▸ **Problem description**
Could you render the records below as a numbered list, taking everything from the line containing "the sand in" down to the very end of the records, both included, and skipping any blank lines?

>>>>>

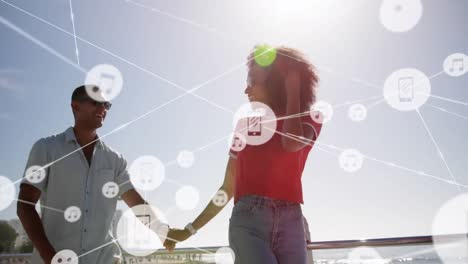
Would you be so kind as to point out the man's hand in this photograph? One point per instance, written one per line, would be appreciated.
(174, 236)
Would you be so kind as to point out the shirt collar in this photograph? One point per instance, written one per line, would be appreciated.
(70, 136)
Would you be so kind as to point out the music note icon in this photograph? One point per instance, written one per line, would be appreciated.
(238, 142)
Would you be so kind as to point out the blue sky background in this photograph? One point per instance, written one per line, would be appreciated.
(352, 50)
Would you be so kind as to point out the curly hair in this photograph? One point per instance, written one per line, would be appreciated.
(287, 59)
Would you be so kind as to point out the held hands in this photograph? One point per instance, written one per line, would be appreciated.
(174, 236)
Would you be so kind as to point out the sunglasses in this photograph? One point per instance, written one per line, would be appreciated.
(107, 105)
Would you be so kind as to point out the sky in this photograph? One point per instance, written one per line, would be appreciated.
(163, 48)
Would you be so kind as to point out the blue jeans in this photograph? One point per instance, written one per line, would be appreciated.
(267, 231)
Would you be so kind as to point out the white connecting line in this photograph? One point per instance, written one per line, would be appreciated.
(188, 91)
(72, 17)
(40, 44)
(441, 155)
(448, 112)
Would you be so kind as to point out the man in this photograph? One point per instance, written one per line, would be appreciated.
(77, 165)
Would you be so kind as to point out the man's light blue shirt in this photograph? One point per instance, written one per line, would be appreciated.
(71, 181)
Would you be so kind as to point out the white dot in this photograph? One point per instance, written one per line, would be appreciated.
(456, 64)
(256, 122)
(407, 89)
(400, 15)
(185, 159)
(35, 174)
(7, 192)
(451, 219)
(187, 198)
(142, 230)
(321, 112)
(72, 214)
(65, 256)
(109, 80)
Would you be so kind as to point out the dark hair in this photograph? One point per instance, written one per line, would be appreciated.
(80, 94)
(287, 59)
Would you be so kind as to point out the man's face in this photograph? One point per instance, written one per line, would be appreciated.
(90, 113)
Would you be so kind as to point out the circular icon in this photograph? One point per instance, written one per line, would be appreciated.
(142, 230)
(225, 255)
(65, 256)
(147, 173)
(187, 198)
(456, 64)
(452, 219)
(7, 192)
(265, 55)
(321, 112)
(108, 80)
(237, 142)
(400, 15)
(407, 89)
(357, 112)
(110, 190)
(365, 255)
(185, 159)
(72, 214)
(351, 160)
(35, 174)
(256, 122)
(220, 199)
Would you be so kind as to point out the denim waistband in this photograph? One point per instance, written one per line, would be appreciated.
(261, 201)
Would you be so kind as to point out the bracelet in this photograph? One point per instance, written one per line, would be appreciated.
(190, 228)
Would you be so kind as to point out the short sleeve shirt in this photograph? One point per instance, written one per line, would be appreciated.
(71, 181)
(270, 171)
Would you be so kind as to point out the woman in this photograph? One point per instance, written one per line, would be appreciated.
(266, 225)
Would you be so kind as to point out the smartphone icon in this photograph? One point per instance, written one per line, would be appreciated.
(254, 126)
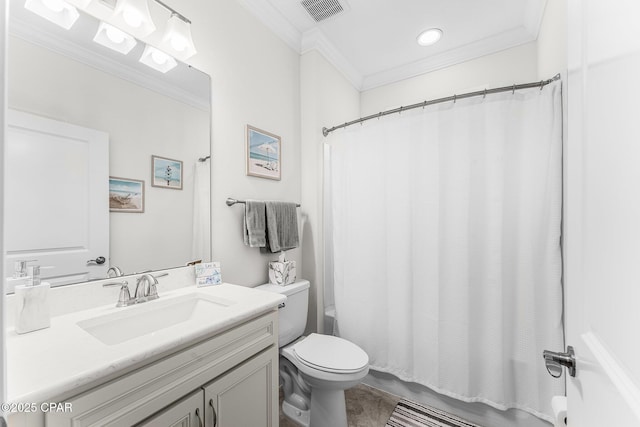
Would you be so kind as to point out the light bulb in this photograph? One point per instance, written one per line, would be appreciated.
(429, 37)
(54, 5)
(132, 17)
(158, 57)
(115, 35)
(178, 43)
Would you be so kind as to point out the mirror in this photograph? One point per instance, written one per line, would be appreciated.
(62, 75)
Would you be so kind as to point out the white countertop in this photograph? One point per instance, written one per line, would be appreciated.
(53, 362)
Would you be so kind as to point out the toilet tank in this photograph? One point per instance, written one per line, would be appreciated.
(292, 318)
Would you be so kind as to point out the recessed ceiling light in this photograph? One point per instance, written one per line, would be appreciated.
(429, 37)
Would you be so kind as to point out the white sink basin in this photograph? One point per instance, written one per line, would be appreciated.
(150, 317)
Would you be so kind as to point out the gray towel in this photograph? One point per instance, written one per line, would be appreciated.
(254, 224)
(282, 226)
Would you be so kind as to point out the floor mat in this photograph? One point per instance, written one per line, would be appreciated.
(411, 414)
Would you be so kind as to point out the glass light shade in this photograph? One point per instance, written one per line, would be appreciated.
(57, 11)
(114, 38)
(157, 59)
(177, 38)
(429, 37)
(134, 16)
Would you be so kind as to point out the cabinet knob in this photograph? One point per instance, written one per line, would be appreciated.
(213, 410)
(100, 260)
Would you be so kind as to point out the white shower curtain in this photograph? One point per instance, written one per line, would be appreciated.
(446, 239)
(201, 242)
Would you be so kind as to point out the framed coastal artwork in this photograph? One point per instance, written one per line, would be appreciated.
(126, 195)
(263, 154)
(166, 173)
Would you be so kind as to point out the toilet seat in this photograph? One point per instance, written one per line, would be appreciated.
(330, 354)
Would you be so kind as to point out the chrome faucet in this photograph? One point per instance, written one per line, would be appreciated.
(145, 290)
(115, 270)
(124, 298)
(148, 291)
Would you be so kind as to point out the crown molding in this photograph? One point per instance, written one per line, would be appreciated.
(316, 40)
(534, 15)
(487, 46)
(37, 35)
(273, 19)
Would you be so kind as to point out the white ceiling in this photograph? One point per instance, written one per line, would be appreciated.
(373, 42)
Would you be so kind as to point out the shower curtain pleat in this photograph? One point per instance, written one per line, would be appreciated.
(201, 242)
(446, 245)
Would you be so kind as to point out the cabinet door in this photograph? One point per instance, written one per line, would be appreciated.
(187, 412)
(245, 396)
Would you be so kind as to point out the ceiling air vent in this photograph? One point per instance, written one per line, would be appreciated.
(322, 9)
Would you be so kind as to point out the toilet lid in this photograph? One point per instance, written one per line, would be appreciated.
(332, 354)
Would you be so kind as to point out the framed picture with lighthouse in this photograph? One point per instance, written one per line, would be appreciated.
(166, 173)
(263, 154)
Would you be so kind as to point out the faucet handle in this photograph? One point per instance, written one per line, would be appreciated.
(124, 298)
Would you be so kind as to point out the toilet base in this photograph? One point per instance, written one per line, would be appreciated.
(328, 408)
(298, 416)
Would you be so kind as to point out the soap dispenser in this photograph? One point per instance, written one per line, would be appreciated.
(19, 274)
(32, 303)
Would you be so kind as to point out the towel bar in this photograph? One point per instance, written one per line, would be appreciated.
(231, 202)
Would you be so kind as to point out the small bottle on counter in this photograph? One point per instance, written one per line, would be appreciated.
(32, 303)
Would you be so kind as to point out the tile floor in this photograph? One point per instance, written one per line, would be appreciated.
(366, 407)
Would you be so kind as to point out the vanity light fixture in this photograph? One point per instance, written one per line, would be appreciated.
(157, 59)
(429, 37)
(114, 38)
(134, 15)
(57, 11)
(177, 38)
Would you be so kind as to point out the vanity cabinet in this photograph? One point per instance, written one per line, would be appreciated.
(185, 413)
(243, 396)
(228, 380)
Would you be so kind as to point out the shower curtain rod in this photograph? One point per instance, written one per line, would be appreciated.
(485, 92)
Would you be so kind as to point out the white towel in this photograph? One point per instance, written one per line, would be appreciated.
(282, 226)
(254, 224)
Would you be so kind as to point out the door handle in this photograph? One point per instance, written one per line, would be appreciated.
(554, 362)
(99, 260)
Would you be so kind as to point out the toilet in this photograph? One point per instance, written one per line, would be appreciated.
(315, 370)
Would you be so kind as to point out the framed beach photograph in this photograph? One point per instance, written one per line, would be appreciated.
(166, 173)
(263, 154)
(126, 195)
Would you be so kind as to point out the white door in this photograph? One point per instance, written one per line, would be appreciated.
(56, 197)
(603, 213)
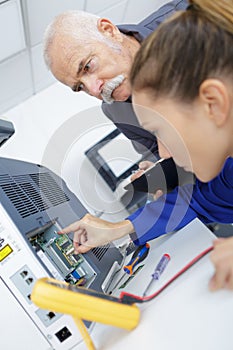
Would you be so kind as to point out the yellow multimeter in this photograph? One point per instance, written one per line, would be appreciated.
(86, 304)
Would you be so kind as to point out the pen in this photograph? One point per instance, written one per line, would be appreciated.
(158, 271)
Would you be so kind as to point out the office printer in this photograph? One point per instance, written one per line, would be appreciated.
(35, 204)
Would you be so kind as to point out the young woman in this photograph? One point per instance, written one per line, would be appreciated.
(182, 83)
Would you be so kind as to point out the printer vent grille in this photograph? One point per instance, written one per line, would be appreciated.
(32, 193)
(50, 188)
(99, 252)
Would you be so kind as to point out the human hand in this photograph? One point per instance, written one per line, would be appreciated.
(143, 166)
(222, 258)
(90, 232)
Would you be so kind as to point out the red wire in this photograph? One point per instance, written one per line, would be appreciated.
(128, 296)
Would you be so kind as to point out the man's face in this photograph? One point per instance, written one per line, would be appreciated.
(99, 69)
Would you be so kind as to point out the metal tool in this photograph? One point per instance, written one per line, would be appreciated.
(138, 256)
(158, 271)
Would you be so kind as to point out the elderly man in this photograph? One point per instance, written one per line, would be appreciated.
(91, 54)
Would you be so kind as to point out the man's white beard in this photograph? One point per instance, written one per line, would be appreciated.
(109, 87)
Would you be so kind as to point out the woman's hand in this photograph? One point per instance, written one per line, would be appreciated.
(222, 258)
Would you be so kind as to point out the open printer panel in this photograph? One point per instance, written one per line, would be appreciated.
(40, 204)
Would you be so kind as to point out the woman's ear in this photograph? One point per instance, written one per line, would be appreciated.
(215, 96)
(106, 27)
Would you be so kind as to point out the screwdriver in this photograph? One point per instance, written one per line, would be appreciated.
(138, 256)
(158, 271)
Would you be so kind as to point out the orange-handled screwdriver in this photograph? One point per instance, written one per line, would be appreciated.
(139, 255)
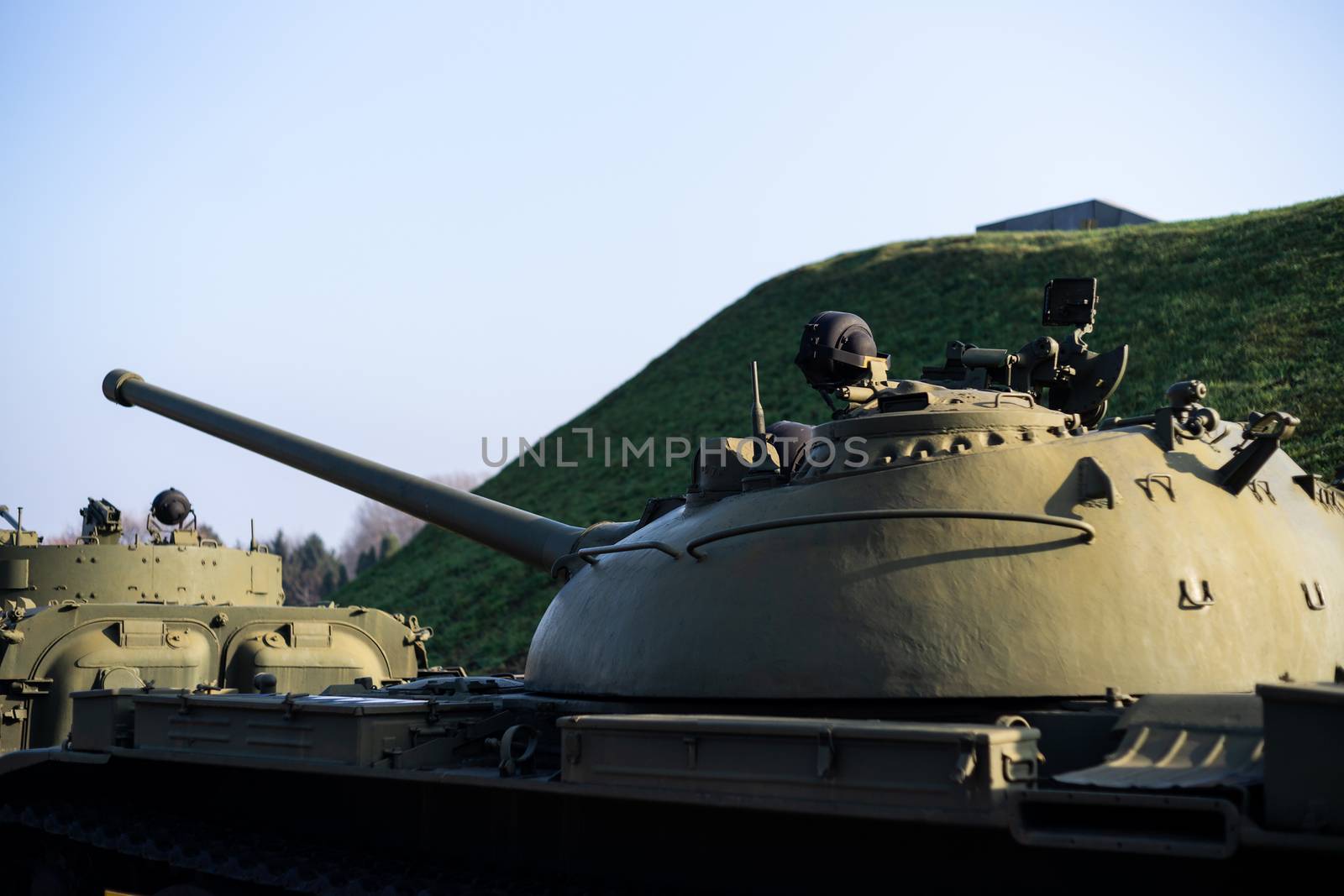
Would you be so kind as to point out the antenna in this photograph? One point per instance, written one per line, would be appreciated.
(757, 411)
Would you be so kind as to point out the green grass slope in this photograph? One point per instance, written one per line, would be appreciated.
(1250, 304)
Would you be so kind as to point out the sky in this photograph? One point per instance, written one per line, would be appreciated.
(402, 228)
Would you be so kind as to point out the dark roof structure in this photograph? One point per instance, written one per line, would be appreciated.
(1085, 215)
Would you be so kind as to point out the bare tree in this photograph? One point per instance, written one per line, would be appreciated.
(374, 523)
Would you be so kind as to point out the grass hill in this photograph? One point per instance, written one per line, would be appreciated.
(1250, 304)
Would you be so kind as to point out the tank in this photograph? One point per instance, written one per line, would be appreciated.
(968, 624)
(170, 610)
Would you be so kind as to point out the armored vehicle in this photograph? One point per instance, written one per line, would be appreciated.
(971, 629)
(172, 610)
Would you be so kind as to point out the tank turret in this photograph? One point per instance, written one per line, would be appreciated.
(170, 610)
(969, 622)
(981, 531)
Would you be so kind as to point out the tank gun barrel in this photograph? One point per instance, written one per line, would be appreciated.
(524, 537)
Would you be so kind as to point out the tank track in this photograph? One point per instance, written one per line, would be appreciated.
(295, 866)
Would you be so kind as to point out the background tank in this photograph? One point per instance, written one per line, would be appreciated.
(171, 610)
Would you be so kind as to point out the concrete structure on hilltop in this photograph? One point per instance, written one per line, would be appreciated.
(1085, 215)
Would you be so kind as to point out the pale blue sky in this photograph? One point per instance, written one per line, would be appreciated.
(400, 228)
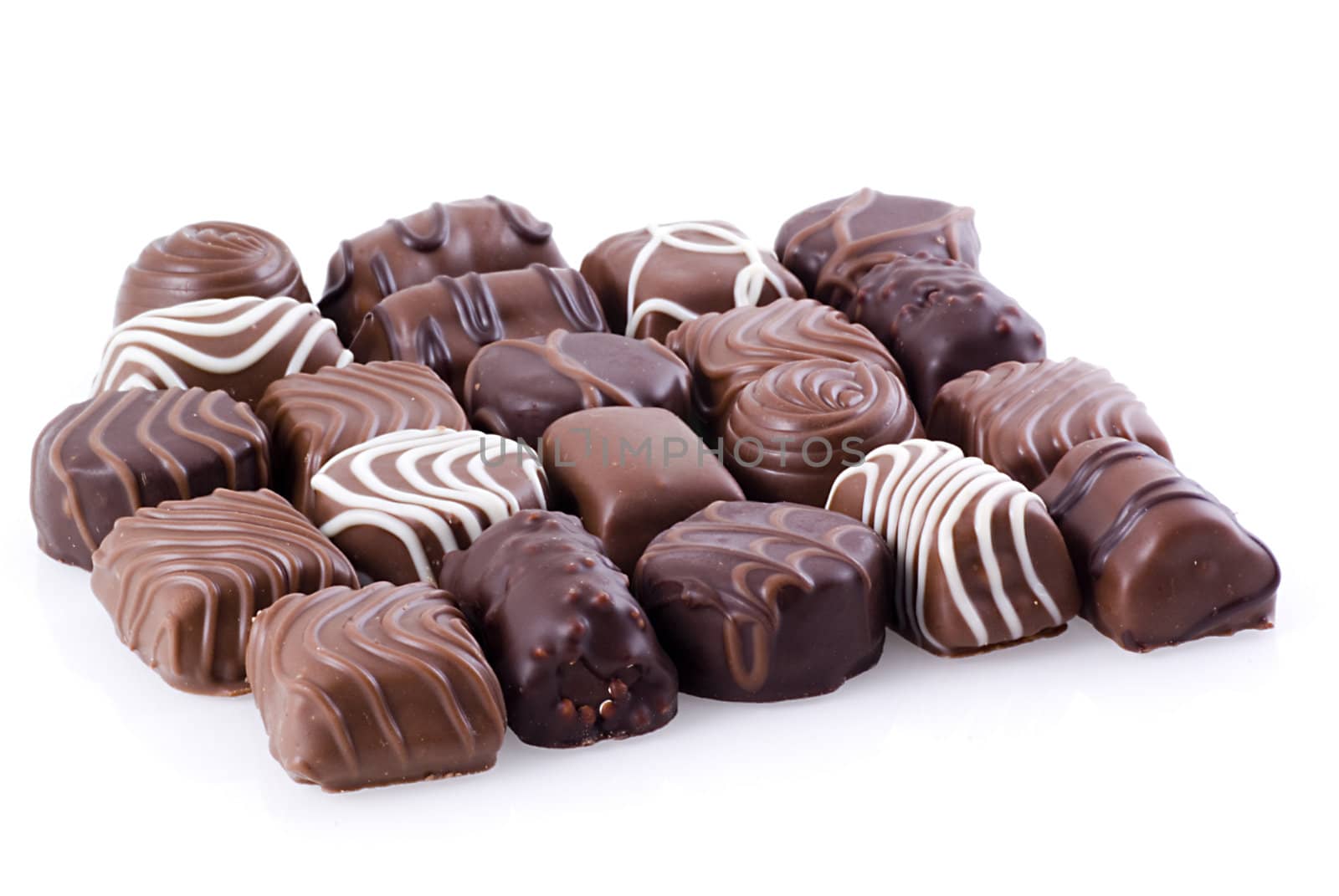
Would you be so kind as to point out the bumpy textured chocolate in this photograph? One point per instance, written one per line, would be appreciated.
(941, 319)
(377, 686)
(575, 654)
(446, 238)
(240, 346)
(118, 452)
(654, 279)
(516, 387)
(314, 417)
(399, 503)
(631, 473)
(445, 323)
(767, 602)
(209, 260)
(977, 561)
(184, 580)
(1022, 418)
(727, 351)
(1160, 560)
(834, 244)
(792, 432)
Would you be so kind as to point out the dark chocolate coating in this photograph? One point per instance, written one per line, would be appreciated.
(767, 602)
(1160, 560)
(517, 387)
(575, 654)
(444, 240)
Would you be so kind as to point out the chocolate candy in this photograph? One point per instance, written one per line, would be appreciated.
(314, 417)
(834, 244)
(236, 345)
(767, 602)
(209, 260)
(654, 279)
(516, 387)
(1160, 560)
(727, 351)
(941, 319)
(977, 561)
(184, 580)
(399, 503)
(453, 238)
(118, 452)
(1022, 418)
(633, 473)
(377, 686)
(572, 648)
(445, 323)
(792, 432)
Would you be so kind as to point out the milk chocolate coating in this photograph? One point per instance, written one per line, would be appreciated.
(1160, 560)
(445, 323)
(979, 564)
(631, 473)
(651, 280)
(575, 654)
(209, 260)
(184, 580)
(1022, 418)
(941, 319)
(794, 430)
(767, 602)
(105, 458)
(516, 387)
(382, 684)
(314, 417)
(834, 244)
(444, 240)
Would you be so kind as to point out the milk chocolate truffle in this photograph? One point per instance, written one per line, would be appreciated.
(118, 452)
(573, 651)
(314, 417)
(382, 684)
(941, 319)
(654, 279)
(1022, 418)
(516, 387)
(446, 238)
(399, 503)
(767, 602)
(209, 260)
(633, 473)
(1160, 560)
(834, 244)
(240, 346)
(445, 323)
(977, 561)
(790, 433)
(184, 580)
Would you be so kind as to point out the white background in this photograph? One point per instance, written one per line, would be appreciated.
(1156, 185)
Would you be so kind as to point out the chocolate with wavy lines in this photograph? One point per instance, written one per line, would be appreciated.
(236, 345)
(314, 417)
(209, 260)
(792, 432)
(399, 503)
(767, 602)
(977, 563)
(1023, 417)
(377, 686)
(449, 238)
(105, 458)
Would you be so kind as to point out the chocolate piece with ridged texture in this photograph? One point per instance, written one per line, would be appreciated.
(573, 650)
(105, 458)
(383, 684)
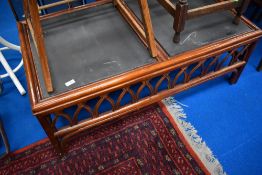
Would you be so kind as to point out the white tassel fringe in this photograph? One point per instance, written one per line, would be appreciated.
(190, 133)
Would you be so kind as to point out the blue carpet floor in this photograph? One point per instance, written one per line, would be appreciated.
(228, 117)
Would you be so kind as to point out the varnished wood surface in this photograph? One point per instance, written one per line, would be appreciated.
(186, 64)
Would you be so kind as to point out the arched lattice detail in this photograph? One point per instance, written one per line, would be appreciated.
(57, 116)
(164, 77)
(101, 100)
(144, 84)
(237, 54)
(194, 69)
(208, 68)
(180, 76)
(220, 64)
(123, 93)
(80, 107)
(182, 71)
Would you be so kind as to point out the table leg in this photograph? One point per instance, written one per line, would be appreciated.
(259, 67)
(46, 124)
(235, 75)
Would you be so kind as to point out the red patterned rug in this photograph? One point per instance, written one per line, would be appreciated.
(149, 141)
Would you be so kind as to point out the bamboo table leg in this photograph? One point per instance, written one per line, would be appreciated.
(235, 76)
(259, 67)
(46, 124)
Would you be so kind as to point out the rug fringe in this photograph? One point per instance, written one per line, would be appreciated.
(190, 133)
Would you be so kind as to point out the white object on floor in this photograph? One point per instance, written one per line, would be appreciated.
(10, 72)
(190, 133)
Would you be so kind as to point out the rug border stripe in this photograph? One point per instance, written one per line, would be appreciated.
(182, 137)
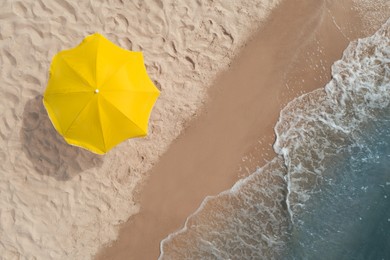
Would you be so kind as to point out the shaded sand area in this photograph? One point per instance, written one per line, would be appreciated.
(61, 202)
(290, 55)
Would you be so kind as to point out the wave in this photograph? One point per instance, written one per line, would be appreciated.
(258, 215)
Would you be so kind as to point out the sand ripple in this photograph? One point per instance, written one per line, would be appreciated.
(61, 202)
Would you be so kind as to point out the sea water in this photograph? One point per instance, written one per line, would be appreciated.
(326, 195)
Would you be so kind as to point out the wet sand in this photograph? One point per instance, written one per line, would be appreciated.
(290, 55)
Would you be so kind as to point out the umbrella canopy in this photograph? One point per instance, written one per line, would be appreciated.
(99, 94)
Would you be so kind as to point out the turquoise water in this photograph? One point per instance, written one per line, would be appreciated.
(348, 217)
(326, 195)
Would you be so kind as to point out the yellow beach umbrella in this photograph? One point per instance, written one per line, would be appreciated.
(99, 94)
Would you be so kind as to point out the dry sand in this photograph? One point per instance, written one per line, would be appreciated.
(290, 55)
(61, 202)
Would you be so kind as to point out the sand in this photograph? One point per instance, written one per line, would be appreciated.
(61, 202)
(288, 56)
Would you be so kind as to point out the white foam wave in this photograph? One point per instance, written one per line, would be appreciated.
(311, 130)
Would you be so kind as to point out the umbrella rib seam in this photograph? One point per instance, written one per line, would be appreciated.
(113, 74)
(123, 114)
(101, 127)
(78, 115)
(85, 81)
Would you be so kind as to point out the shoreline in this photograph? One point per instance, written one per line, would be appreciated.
(206, 158)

<<<<<

▸ **Task result**
1. Would you be so kind as to point out the sand in this photograph? One point per instance, written one per line, would be appreciated.
2. (61, 202)
3. (288, 56)
4. Would you be so kind as to point out the white foam wave in this photograph? One point per instance, written one per line, would be appreciated.
5. (311, 130)
6. Would you be so kind as to point out the umbrella rib seam in this photograph? One point per instance, written one per line, would be appreciated.
7. (113, 74)
8. (123, 114)
9. (101, 127)
10. (78, 115)
11. (85, 81)
12. Would you be so kind as to point out the shoreline in this photograph? One point per instance, written one per line, would be appreciated.
13. (206, 158)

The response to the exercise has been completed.